→ Quoted passage
::::::::::

It also has an interesting historical marker:
An American Bomber Mitchell’ B-25 struck the roof of the nave of the church on January 7, 1945. The bomber was hit by a Japanese flak as it was bombing Clark Field. The 345th Bomb Group “Air Apaches” and the 499th Bomb Squadron “Bats Outa Hell”, both part of the 5th Air Force of the United States Army are remembered on this spot.
The Pampanga Food Museum or Museo ning Angeles is right across the Holy Rosary Parish Church. Its Culinarium showcases the region’s food traditions. The Culinarium has a “living kitchen” where cooking demos and lectures are regularly held. It also has a turn of the century kitchen and dining area featuring heirloom kitchen utensils. The Culinarium also has a library filled with culinary history books and cook books.
We made two detours to sweet factories during our trip. We visited the turrones de casoy shop of Ocampo Lansang Delicacies in Sta. Rita and Carreon’s Sweets and Pastries in Magalang.
Carreon’s is where the heavenly delicate plantanillas and rich pastillas de leche are made. I was disappointed to hear that they don’t sell the stuff anywhere else. The owner, Francis Carreon, explained that they don’t distribute their products because they use fresh carabao’s milk and use zero preservatives. Their products are so good though, that I’m planning on doing a little hoarding on my next visit.
The brief visits included a taste test, which our group thoroughly enjoyed.
Step into the Cusinang Matua (old kitchen) of chef and premier food historian Atching Lillian Borromeo and you’d feel like you’d have gone back in time. The space is full of heirlooms: from decades old copper pans, clay talyasi (covered clay wok), old photographs, bilaos bearing the initial’s of Borromeo’s ancestors to 17th century hand-carved wooden San Nicolas cookie molds. The molds have intricate designs. Some are like family crests, uniquely designed to represent the family who once owned the molds.

::::::::::

→ Extracted material
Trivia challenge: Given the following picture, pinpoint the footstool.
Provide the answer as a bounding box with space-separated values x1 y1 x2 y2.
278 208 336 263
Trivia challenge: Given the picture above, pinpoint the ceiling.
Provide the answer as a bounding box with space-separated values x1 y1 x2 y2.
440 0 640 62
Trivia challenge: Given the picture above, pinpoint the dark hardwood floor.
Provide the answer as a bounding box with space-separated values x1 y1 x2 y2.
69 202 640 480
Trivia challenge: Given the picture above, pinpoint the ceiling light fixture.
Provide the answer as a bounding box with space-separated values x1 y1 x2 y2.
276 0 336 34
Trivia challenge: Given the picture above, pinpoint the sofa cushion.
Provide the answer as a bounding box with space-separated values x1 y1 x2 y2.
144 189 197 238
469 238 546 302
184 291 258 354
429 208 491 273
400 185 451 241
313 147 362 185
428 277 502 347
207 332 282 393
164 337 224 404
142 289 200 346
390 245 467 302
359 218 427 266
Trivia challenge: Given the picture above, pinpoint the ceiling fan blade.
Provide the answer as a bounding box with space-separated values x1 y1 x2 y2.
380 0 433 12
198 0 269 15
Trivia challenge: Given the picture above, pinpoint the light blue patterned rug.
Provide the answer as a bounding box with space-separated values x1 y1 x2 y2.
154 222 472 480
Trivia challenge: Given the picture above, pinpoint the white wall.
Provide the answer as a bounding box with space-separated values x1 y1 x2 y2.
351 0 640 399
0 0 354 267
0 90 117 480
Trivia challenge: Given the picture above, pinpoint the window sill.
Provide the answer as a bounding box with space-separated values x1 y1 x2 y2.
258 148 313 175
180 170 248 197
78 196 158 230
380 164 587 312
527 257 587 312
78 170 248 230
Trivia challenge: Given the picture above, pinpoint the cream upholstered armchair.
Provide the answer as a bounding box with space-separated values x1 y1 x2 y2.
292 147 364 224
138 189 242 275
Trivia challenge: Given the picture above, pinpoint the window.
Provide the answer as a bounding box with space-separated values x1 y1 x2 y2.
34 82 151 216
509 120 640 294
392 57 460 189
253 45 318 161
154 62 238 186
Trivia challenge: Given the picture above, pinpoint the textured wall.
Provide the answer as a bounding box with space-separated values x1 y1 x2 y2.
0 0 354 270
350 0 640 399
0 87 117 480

::::::::::

→ To do
Could you copy the whole Pampanga food-trip text word for word?

→ Result of this task
It also has an interesting historical marker:
An American Bomber Mitchell’ B-25 struck the roof of the nave of the church on January 7, 1945. The bomber was hit by a Japanese flak as it was bombing Clark Field. The 345th Bomb Group “Air Apaches” and the 499th Bomb Squadron “Bats Outa Hell”, both part of the 5th Air Force of the United States Army are remembered on this spot.
The Pampanga Food Museum or Museo ning Angeles is right across the Holy Rosary Parish Church. Its Culinarium showcases the region’s food traditions. The Culinarium has a “living kitchen” where cooking demos and lectures are regularly held. It also has a turn of the century kitchen and dining area featuring heirloom kitchen utensils. The Culinarium also has a library filled with culinary history books and cook books.
We made two detours to sweet factories during our trip. We visited the turrones de casoy shop of Ocampo Lansang Delicacies in Sta. Rita and Carreon’s Sweets and Pastries in Magalang.
Carreon’s is where the heavenly delicate plantanillas and rich pastillas de leche are made. I was disappointed to hear that they don’t sell the stuff anywhere else. The owner, Francis Carreon, explained that they don’t distribute their products because they use fresh carabao’s milk and use zero preservatives. Their products are so good though, that I’m planning on doing a little hoarding on my next visit.
The brief visits included a taste test, which our group thoroughly enjoyed.
Step into the Cusinang Matua (old kitchen) of chef and premier food historian Atching Lillian Borromeo and you’d feel like you’d have gone back in time. The space is full of heirlooms: from decades old copper pans, clay talyasi (covered clay wok), old photographs, bilaos bearing the initial’s of Borromeo’s ancestors to 17th century hand-carved wooden San Nicolas cookie molds. The molds have intricate designs. Some are like family crests, uniquely designed to represent the family who once owned the molds.